:: What you have to do ::
Find each line of the entries with the string "round", please, and copy it.

(Dataset entries)

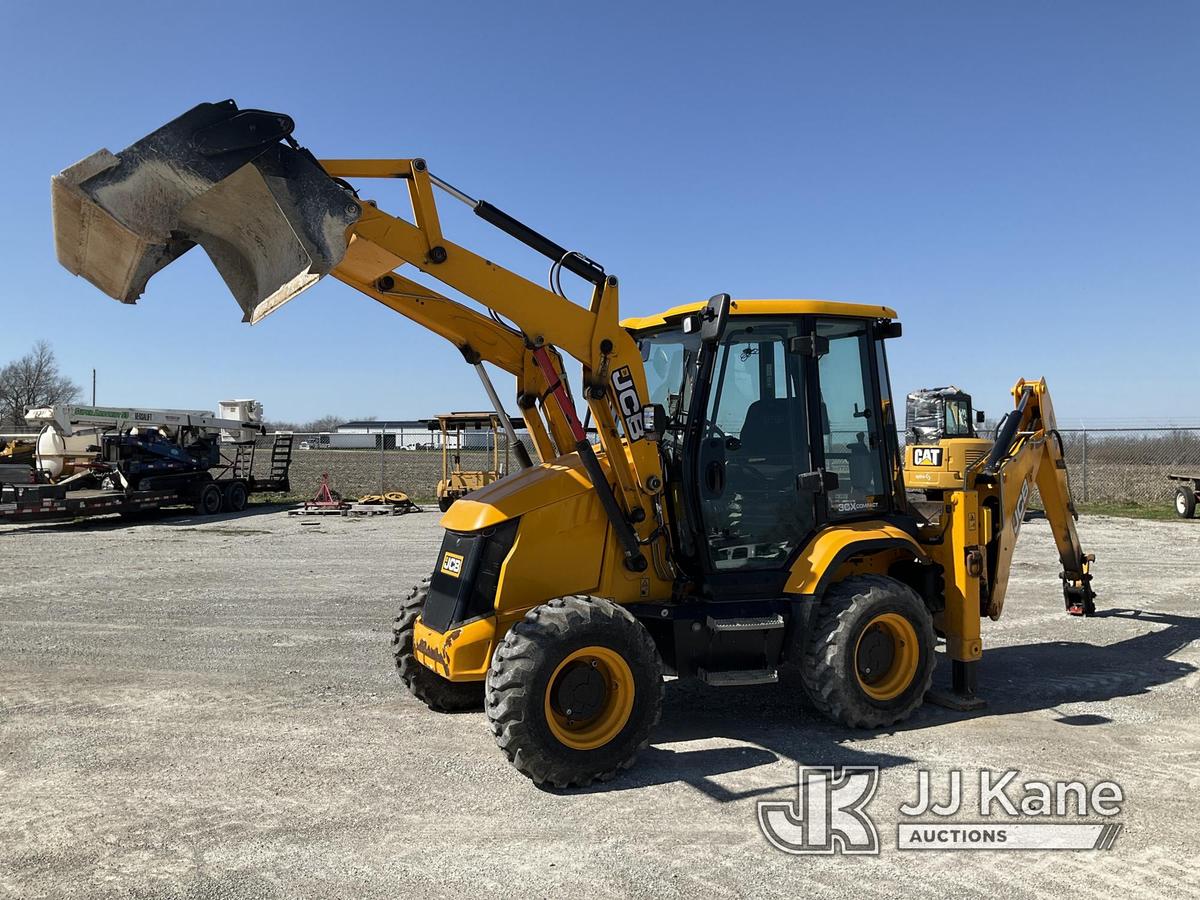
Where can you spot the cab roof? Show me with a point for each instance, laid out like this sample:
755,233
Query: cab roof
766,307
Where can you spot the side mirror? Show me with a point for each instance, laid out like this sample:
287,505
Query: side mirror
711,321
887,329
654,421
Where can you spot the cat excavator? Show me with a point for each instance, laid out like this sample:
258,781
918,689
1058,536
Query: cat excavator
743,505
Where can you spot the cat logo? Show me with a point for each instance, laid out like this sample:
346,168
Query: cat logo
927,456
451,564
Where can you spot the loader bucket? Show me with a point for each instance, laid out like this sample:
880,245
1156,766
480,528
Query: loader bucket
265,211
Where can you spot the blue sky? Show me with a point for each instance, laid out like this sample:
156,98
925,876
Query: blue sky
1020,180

* * *

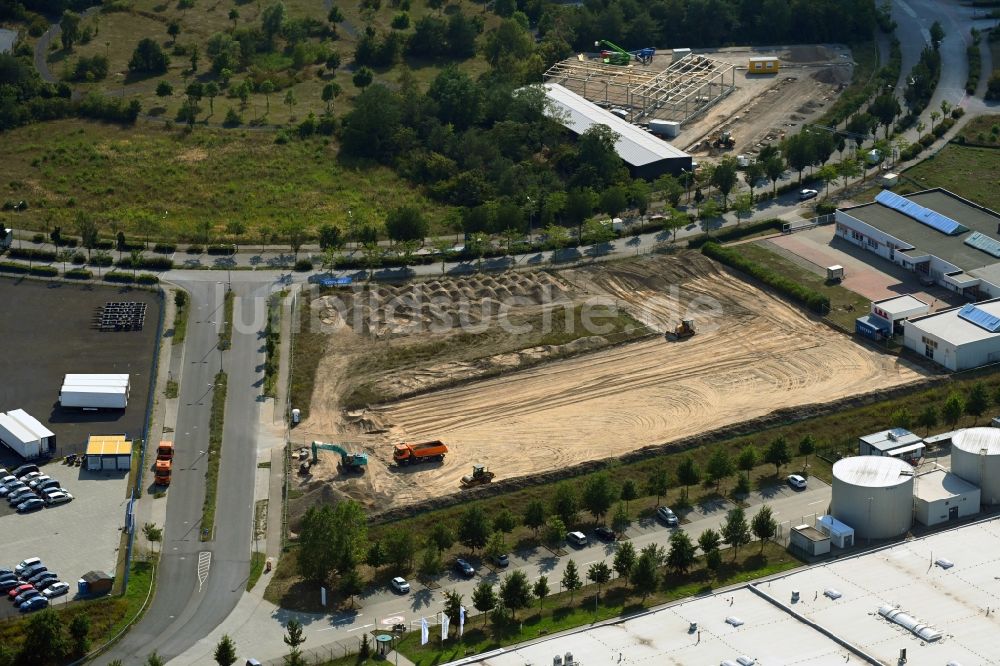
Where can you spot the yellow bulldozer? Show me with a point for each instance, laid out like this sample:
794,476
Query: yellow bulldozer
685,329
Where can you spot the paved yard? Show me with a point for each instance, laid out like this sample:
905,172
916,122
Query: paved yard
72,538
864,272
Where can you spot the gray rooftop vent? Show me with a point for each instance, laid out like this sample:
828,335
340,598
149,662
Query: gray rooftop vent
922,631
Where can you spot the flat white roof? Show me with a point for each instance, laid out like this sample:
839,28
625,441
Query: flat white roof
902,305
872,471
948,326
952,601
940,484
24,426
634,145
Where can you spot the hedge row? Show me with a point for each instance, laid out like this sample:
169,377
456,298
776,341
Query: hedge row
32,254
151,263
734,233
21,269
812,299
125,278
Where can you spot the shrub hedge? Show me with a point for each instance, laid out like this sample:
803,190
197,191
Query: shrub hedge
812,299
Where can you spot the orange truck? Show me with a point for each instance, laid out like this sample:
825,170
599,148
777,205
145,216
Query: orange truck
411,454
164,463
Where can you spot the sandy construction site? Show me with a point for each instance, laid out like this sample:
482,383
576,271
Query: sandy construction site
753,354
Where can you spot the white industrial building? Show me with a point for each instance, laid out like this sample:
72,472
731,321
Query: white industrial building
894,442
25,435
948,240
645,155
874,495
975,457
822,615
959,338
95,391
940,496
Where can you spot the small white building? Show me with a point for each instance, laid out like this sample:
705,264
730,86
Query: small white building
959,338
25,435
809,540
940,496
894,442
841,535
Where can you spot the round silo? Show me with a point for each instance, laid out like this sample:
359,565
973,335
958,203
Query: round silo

* * *

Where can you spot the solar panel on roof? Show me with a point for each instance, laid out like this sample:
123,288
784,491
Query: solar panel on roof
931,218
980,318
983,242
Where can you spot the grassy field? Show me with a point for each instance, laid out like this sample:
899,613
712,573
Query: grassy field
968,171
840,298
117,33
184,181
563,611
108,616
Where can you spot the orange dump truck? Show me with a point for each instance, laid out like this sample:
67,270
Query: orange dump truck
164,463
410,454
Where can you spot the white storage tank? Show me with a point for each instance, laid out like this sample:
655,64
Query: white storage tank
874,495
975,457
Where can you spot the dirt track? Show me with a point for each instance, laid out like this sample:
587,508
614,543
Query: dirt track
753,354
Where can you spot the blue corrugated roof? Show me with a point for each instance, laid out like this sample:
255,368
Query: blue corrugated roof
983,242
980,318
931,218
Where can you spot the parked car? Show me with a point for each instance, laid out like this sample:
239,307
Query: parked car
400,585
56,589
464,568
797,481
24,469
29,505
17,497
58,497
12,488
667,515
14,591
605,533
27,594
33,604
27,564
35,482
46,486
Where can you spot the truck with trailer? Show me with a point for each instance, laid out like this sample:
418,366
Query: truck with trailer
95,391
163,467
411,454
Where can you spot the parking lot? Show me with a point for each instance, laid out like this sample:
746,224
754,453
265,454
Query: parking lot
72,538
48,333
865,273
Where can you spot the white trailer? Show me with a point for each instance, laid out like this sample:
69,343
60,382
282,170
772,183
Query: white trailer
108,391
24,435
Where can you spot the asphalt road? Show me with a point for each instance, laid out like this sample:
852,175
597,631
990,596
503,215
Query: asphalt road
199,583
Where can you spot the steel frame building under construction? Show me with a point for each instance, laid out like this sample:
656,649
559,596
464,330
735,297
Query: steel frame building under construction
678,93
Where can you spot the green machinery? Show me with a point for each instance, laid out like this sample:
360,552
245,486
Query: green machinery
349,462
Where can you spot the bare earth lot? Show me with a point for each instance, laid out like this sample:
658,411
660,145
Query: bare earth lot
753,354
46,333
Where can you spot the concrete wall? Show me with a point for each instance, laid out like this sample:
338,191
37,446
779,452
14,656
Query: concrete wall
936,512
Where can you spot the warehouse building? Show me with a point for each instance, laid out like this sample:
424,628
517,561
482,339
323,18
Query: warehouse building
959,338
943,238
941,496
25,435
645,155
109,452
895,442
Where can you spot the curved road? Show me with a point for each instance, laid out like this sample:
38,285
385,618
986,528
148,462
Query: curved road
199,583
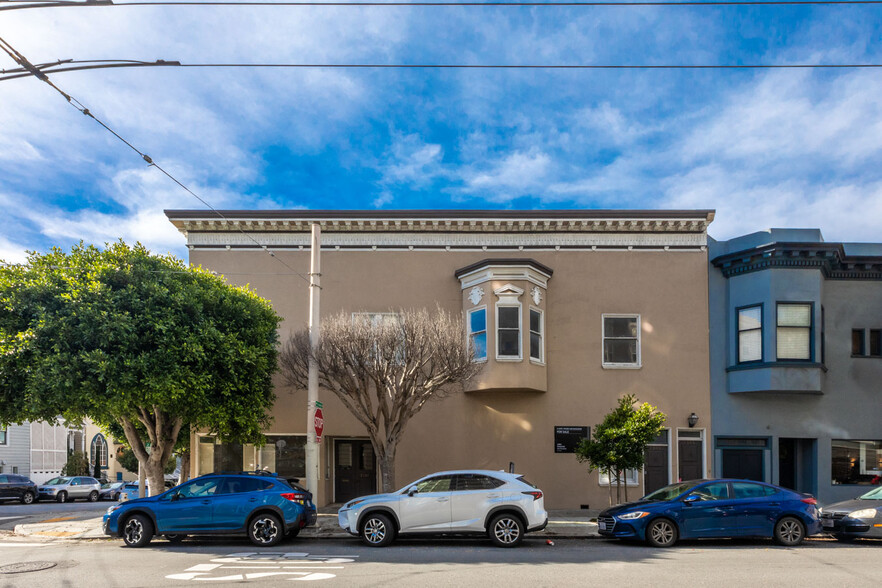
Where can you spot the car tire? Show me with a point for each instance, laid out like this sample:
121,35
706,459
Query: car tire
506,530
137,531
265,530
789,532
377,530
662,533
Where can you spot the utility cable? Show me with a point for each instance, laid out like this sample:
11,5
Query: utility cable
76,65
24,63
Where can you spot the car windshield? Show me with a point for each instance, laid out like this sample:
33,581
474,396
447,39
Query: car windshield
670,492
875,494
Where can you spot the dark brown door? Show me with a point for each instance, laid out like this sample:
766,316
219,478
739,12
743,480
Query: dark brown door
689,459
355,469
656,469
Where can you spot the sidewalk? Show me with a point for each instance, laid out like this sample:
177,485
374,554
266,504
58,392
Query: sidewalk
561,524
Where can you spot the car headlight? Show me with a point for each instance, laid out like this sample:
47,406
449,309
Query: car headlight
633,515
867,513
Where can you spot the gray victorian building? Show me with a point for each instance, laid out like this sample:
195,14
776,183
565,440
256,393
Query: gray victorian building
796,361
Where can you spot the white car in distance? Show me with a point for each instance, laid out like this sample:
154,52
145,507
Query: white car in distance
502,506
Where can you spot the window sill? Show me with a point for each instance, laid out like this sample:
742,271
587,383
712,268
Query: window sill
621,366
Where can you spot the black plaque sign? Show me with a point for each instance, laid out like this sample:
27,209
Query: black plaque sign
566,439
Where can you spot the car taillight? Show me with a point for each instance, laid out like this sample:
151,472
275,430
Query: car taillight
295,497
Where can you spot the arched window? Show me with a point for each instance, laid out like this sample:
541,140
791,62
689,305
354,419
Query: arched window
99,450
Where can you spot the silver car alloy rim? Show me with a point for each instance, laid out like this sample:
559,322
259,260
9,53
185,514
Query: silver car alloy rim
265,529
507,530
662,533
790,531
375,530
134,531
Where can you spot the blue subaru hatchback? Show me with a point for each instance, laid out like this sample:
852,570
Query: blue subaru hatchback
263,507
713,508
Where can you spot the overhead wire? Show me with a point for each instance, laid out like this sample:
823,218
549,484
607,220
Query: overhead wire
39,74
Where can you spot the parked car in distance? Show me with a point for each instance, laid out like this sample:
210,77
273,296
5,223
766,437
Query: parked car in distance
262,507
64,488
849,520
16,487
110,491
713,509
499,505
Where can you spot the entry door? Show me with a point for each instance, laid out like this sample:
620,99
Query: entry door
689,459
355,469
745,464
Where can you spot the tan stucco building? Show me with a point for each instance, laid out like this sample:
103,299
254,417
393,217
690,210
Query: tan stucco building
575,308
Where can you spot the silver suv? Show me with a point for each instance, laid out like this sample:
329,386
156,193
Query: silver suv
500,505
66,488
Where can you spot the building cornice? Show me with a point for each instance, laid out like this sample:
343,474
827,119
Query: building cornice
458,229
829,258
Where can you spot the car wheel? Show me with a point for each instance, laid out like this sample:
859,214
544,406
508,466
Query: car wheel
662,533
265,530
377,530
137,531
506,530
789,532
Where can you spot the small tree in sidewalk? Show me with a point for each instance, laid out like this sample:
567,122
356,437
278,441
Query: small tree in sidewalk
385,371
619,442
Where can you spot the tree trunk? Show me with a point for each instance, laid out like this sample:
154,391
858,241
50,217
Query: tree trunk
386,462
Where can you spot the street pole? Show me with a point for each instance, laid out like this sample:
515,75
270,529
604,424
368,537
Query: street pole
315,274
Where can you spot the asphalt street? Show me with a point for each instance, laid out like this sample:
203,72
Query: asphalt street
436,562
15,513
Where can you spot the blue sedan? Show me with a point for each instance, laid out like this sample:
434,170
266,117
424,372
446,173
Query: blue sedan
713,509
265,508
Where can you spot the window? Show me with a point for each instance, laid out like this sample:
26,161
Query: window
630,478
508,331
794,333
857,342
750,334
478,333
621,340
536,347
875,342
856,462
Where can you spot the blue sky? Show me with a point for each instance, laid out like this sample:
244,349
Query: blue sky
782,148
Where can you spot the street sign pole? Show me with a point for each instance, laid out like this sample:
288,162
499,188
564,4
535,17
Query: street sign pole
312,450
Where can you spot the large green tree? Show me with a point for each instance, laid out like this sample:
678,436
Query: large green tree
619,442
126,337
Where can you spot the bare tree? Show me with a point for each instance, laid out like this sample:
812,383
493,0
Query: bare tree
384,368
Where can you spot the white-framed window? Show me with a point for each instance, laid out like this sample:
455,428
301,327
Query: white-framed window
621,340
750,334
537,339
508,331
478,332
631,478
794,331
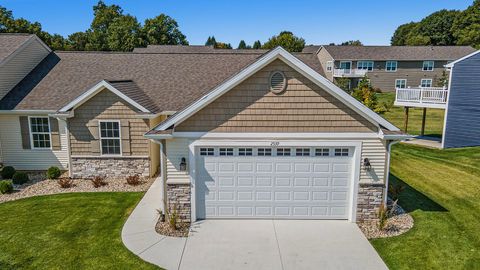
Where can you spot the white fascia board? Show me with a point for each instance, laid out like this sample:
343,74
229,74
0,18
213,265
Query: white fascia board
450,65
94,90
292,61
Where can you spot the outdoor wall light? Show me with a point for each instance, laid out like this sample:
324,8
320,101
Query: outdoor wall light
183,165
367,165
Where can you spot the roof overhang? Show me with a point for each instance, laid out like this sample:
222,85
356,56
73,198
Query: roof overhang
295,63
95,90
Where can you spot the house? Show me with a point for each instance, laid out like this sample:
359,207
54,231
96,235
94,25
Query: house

:: Solution for this task ::
Where can you spot the round silo? Show me with a point for each instance, laid out like this sample:
Query: round silo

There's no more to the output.